§ WHAT THIS EXERCISE ASKS:
A. Can you restate word for word the part of the S3DC text starting at "and Tungsten. 2.5A" and ending at "planarized inter-layer dielectric](image)"?
B. Does each statement below agree with the S3DC text? Answer yes or no for each, quoting the deciding words of the text.
(i) Titanium is the metal chosen for n-doped silicon.
(ii) Nickel forms the Ohmic contact with n-doped silicon.
(iii) Bridges are vertical coaxial routing structures.
C. What does the S3DC text state for each of these?
(i) What are the horizontal metallic routing components called?
(ii) Besides the proper workfunction, what other property do the chosen metals have?
(iii) What does part B of Figure 2.5 show?
====== QUOTED TEXT ======
In S3DC the input/output ports of different gates are connected using horizontal metallic routing components called bridges (See Chapter 2.1.5) and vertical coaxial routing structures (See Chapter 2.1.4). Specific materials are chosen for each doped silicon region to minimize contact resistance between heavily-doped silicon and metals (Fig. 2.2A-B). Nickel is used for creating a low-resistance Ohmic contact with p-doped silicon and Titanium is chosen for n-doped silicon. Each of these metals has the proper workfunction to eliminate Schottky Barrier in the interface with corresponding doped silicon, achieving low resistance; in addition, they also have good adhesion to doped silicon [26][27]. A thin Titanium Nitride layer in the p-type nanowire Ohmic contact is used for avoiding the chemical reaction between Nickel.
and Tungsten. 2.5A shows experimental demonstration of Ohmic contact formation through material deposition around vertical nanowire.

![Figure 2.5 A) Fabricated metal (Ni) to silicon (n-type) Ohmic contact; B) Fabricated bridge on planarized inter-layer dielectric](image)
====== ENTRIES PROVIDED ======
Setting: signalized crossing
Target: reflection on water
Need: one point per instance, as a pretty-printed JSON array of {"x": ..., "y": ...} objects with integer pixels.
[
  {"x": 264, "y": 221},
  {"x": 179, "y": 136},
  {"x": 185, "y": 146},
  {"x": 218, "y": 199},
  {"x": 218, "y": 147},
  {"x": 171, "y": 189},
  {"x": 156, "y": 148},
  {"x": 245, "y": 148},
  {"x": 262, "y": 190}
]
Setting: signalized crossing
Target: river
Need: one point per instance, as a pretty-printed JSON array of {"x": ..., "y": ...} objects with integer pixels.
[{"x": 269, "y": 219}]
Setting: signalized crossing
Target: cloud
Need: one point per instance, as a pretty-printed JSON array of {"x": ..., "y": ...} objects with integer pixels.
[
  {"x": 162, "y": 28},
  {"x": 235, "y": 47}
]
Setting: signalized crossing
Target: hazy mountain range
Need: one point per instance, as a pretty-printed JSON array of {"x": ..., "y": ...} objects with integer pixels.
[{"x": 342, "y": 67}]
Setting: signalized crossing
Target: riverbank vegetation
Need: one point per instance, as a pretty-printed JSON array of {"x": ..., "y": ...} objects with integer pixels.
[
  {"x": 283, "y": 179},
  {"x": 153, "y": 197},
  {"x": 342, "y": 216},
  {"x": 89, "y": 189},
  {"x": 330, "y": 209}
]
======
§ ANSWERS TO THE EXERCISES:
A.
and Tungsten. 2.5A shows experimental demonstration of Ohmic contact formation through material deposition around vertical nanowire.

![Figure 2.5 A) Fabricated metal (Ni) to silicon (n-type) Ohmic contact; B) Fabricated bridge on planarized inter-layer dielectric](image)

B.
(i) Yes: "Titanium is chosen for n-doped silicon"
(ii) No: "Nickel is used for creating a low-resistance Ohmic contact with p-doped silicon"
(iii) No: "horizontal metallic routing components called bridges"

C.
(i) Bridges
(ii) Good adhesion to doped silicon
(iii) A fabricated bridge on planarized inter-layer dielectric